>>>>>

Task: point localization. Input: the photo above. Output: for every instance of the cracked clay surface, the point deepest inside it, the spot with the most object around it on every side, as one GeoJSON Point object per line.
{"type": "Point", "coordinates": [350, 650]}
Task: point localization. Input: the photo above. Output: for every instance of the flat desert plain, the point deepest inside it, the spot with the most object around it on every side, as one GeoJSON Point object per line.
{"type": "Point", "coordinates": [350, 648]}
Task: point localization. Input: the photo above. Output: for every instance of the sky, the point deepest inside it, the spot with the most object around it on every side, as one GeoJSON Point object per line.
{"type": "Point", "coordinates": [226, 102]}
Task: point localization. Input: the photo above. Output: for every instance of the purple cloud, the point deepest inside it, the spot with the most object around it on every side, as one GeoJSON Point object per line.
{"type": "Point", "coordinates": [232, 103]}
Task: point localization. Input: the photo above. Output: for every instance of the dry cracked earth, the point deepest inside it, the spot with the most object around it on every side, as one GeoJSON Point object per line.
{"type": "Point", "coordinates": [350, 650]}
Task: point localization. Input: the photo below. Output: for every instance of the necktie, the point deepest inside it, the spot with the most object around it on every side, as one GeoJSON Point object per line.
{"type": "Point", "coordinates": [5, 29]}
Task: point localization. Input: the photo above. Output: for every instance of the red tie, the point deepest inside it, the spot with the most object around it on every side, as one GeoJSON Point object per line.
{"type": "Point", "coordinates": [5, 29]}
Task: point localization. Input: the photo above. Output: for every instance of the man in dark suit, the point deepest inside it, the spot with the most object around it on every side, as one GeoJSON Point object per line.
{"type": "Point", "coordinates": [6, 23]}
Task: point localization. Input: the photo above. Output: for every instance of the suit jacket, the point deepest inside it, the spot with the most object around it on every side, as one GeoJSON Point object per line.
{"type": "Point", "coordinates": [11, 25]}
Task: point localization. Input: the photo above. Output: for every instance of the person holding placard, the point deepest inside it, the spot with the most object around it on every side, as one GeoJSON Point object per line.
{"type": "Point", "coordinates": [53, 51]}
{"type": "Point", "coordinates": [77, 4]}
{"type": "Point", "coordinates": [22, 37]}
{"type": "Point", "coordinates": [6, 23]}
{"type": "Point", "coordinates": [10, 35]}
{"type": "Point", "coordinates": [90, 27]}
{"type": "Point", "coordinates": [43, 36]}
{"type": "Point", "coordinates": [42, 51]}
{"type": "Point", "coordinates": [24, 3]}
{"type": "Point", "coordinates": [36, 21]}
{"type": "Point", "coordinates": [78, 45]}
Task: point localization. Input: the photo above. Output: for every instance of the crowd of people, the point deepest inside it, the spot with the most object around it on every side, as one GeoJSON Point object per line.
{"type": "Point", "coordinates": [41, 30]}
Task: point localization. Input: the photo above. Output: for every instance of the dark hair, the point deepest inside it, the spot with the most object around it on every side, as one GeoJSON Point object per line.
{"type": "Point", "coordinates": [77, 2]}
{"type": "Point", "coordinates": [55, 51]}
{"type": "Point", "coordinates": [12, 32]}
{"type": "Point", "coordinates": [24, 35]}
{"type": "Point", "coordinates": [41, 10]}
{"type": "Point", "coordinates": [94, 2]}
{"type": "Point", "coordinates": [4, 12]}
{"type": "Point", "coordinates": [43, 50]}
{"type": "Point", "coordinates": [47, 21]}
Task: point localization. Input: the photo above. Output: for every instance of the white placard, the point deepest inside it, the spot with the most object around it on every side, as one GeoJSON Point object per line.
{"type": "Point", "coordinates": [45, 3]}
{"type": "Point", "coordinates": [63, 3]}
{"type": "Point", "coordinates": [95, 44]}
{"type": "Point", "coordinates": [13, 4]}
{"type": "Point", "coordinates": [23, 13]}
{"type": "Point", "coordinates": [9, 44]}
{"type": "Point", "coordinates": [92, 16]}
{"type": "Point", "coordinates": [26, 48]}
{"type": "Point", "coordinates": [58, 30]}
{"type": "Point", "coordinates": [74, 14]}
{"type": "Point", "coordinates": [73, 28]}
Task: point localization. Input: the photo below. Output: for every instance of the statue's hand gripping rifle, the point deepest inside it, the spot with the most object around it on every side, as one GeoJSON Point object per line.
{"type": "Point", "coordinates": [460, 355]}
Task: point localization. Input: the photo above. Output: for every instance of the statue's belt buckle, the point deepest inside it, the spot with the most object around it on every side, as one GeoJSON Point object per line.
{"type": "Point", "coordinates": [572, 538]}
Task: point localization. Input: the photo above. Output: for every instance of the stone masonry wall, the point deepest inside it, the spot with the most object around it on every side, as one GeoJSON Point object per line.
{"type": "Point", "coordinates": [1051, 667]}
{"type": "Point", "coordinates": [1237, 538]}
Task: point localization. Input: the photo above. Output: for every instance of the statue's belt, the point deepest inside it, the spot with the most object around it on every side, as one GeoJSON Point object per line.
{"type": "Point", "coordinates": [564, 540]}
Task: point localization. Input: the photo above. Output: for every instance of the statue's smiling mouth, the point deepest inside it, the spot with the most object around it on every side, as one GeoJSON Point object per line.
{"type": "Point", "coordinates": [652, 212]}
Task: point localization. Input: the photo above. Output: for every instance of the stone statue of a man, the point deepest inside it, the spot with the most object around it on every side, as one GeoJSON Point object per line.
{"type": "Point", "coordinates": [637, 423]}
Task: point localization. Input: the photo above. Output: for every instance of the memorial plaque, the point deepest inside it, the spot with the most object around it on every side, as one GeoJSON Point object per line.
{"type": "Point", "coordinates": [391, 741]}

<<<<<

— WHAT THE TASK ASKS —
This calls for repeating all of the records, character for character.

— EXPECTED ANSWER —
Task: point localization. Input: the photo above. Output: for every instance of the cracked clay surface, the point deepest inside it, the spot with the most object around it on every side, as one GeoJSON Point object per line.
{"type": "Point", "coordinates": [350, 650]}
Task: point localization. Input: the photo above. Output: for every instance of the flat desert plain, the point deepest inside it, the spot with the most object around it on every side, as one GeoJSON Point object per line.
{"type": "Point", "coordinates": [350, 648]}
Task: point localization. Input: the photo above. Output: for every instance of the sky, the point deepest inside it, the spot with the most object around it on every side, as one GeoJSON Point object per line.
{"type": "Point", "coordinates": [226, 102]}
Task: point localization. Input: the photo above. Output: for every instance of the purple cloud, the point deepest inside it, the spot with the most object around it on every side, as one GeoJSON Point object per line.
{"type": "Point", "coordinates": [232, 103]}
Task: point localization. Input: the photo above. Output: for every instance of the dry cracked earth, the point deepest inside it, the spot with the most object around it on every side, as one GeoJSON Point object per line.
{"type": "Point", "coordinates": [350, 650]}
Task: point localization. Input: the photo below. Output: for every instance of the necktie, the point deepest inside it, the spot with the most object around it on every side, as one GeoJSON Point object per line.
{"type": "Point", "coordinates": [5, 29]}
Task: point localization. Input: the photo above. Output: for every instance of the red tie, the point deepest inside it, the spot with the most object around it on every side, as one GeoJSON Point object per line.
{"type": "Point", "coordinates": [5, 29]}
Task: point localization. Input: the photo above. Output: for every instance of the man in dark suit, the point deepest inside it, the spot with the most object around it on every side, as one GeoJSON Point object per line.
{"type": "Point", "coordinates": [6, 23]}
Task: point localization. Input: the photo above. Output: for every instance of the suit jacket, the point deepest inside it, the spot with the most object around it on every side, as one GeoJSON Point object per line.
{"type": "Point", "coordinates": [11, 25]}
Task: point localization. Input: the photo above. Output: for every instance of the person holding placard, the point deepest inside it, the spot with the most object around it on every side, as one GeoJSON Point object per line.
{"type": "Point", "coordinates": [53, 51]}
{"type": "Point", "coordinates": [77, 4]}
{"type": "Point", "coordinates": [22, 37]}
{"type": "Point", "coordinates": [6, 23]}
{"type": "Point", "coordinates": [10, 35]}
{"type": "Point", "coordinates": [90, 27]}
{"type": "Point", "coordinates": [43, 36]}
{"type": "Point", "coordinates": [42, 51]}
{"type": "Point", "coordinates": [24, 3]}
{"type": "Point", "coordinates": [36, 21]}
{"type": "Point", "coordinates": [78, 45]}
Task: point localization. Input: the photo above. Output: for every instance of the crowd of people, the point deepest inside it, the spot with the most object around it on every side, as one GeoJSON Point object per line.
{"type": "Point", "coordinates": [41, 30]}
Task: point localization. Input: the photo above. Output: for every instance of the dark hair, the point deepest inside it, the spot with the most object around it on every side, as one GeoJSON Point object per line.
{"type": "Point", "coordinates": [77, 2]}
{"type": "Point", "coordinates": [55, 51]}
{"type": "Point", "coordinates": [12, 32]}
{"type": "Point", "coordinates": [24, 35]}
{"type": "Point", "coordinates": [41, 10]}
{"type": "Point", "coordinates": [94, 2]}
{"type": "Point", "coordinates": [4, 12]}
{"type": "Point", "coordinates": [43, 50]}
{"type": "Point", "coordinates": [47, 21]}
Task: point localization. Input: the photo above. Output: for every instance of the white placard, the point deepest inside it, the spot with the most object around it on every side, as one GeoJSON Point object per line.
{"type": "Point", "coordinates": [45, 3]}
{"type": "Point", "coordinates": [63, 3]}
{"type": "Point", "coordinates": [95, 44]}
{"type": "Point", "coordinates": [13, 4]}
{"type": "Point", "coordinates": [23, 13]}
{"type": "Point", "coordinates": [9, 44]}
{"type": "Point", "coordinates": [92, 16]}
{"type": "Point", "coordinates": [26, 48]}
{"type": "Point", "coordinates": [58, 30]}
{"type": "Point", "coordinates": [74, 14]}
{"type": "Point", "coordinates": [73, 28]}
Task: point localization. Input: the photo below. Output: for every instance of the statue's hand gripping rifle, the point deepest inside it, the spot with the most object around it on every side, as one GeoJSON Point object per line.
{"type": "Point", "coordinates": [460, 355]}
Task: point localization. Input: the photo above. Output: for every instance of the statue's belt buckle, the point deepest inside it, the spot with the most object around it on every side, as one GeoJSON Point object per line.
{"type": "Point", "coordinates": [572, 538]}
Task: point localization. Input: the photo above. Output: for every instance of the stone masonry wall, the point deepest inside it, the spot with the most object around it on every side, as one GeoJSON Point object per line.
{"type": "Point", "coordinates": [1051, 667]}
{"type": "Point", "coordinates": [1237, 538]}
Task: point localization. Input: the photo above. Output: for every instance of the statue's belt, the point deepest inside it, the spot with the most object around it on every side, as one GeoJSON Point object per line.
{"type": "Point", "coordinates": [564, 540]}
Task: point localization. Input: the photo above. Output: for every instance of the statue's smiling mouth, the point deepest inside it, the spot with the most object around it on every side, as one GeoJSON Point object per line.
{"type": "Point", "coordinates": [652, 212]}
Task: point localization. Input: the photo above. Output: for every instance of the stone statue of a man, the point deepest inside it, the spot with the most object around it on every side, as one GeoJSON Point object per line.
{"type": "Point", "coordinates": [637, 423]}
Task: point localization. Input: the photo above. Output: for every instance of the memorial plaque, the point deepest inside it, the spot with the most object around it on every side, as one GeoJSON Point object per line.
{"type": "Point", "coordinates": [391, 741]}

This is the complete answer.